== ARTICLE ==
Nina Berberova - Le cap des tempêtes

Trois sœurs, Dacha, Sonia et Zaï qui ont le même père mais des mères différentes vivent exilées à Paris et cherchent un sens à leur vie, un sens à la vie. Pour Dacha l’aînée c’est la recherche de l’équilibre et de l’harmonie, pour Sonia la recherche d’un impossible absolu, et pour Zaï une vie sans peur. Sonia est une intellectuelle qui a écrit une thèse d’histoire, qui lit tous les journaux, qui réfléchit au monde, Zaï est une enfant qui vit, qui découvre le monde avec gourmandise : l’art, Paris et ses plaisirs. Dacha travaille comme secrétaire dans une banque. Par son salaire, elle fait vivre toute la famille quand les affaires de son père vont mal. Elle est sérieuse et raisonnable. Sonia symbolise l’esprit, Dacha le cœur et Zai les sens.
===
ÉNONCÉ :: Pouvez-vous recopier fidèlement le passage de l'article sur Le cap des tempêtes qui va de « Trois sœurs, Dacha, Sonia » jusqu'à « Zai les sens. » inclus ? Les données qui suivent ne sont pas nécessaires ici.
== DONNÉES ENREGISTRÉES ==
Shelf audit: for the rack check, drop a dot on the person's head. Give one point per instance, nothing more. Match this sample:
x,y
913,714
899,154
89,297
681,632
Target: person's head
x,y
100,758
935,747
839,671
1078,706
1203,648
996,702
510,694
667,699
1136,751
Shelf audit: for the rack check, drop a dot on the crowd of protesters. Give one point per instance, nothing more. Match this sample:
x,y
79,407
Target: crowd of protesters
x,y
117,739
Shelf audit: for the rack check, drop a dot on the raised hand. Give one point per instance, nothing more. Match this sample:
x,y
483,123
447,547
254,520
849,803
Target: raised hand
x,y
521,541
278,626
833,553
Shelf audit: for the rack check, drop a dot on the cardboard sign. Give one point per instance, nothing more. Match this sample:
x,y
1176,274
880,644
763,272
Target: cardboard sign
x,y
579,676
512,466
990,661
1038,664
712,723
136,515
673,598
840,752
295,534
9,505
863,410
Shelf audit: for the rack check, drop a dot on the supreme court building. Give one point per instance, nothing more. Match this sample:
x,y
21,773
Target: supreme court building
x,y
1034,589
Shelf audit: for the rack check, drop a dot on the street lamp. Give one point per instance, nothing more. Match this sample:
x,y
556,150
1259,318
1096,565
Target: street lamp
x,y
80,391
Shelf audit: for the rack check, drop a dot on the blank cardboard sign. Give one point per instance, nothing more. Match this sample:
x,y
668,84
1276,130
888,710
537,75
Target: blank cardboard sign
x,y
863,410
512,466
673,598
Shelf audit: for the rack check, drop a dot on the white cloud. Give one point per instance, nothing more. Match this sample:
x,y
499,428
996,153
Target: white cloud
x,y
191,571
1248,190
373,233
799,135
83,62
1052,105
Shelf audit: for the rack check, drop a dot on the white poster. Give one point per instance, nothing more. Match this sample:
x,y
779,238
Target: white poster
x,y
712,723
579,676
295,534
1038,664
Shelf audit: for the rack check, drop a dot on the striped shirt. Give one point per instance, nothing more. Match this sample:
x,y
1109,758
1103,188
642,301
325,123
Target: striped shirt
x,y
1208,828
===
CORRIGÉ ::
Trois sœurs, Dacha, Sonia et Zaï qui ont le même père mais des mères différentes vivent exilées à Paris et cherchent un sens à leur vie, un sens à la vie. Pour Dacha l’aînée c’est la recherche de l’équilibre et de l’harmonie, pour Sonia la recherche d’un impossible absolu, et pour Zaï une vie sans peur. Sonia est une intellectuelle qui a écrit une thèse d’histoire, qui lit tous les journaux, qui réfléchit au monde, Zaï est une enfant qui vit, qui découvre le monde avec gourmandise : l’art, Paris et ses plaisirs. Dacha travaille comme secrétaire dans une banque. Par son salaire, elle fait vivre toute la famille quand les affaires de son père vont mal. Elle est sérieuse et raisonnable. Sonia symbolise l’esprit, Dacha le cœur et Zai les sens.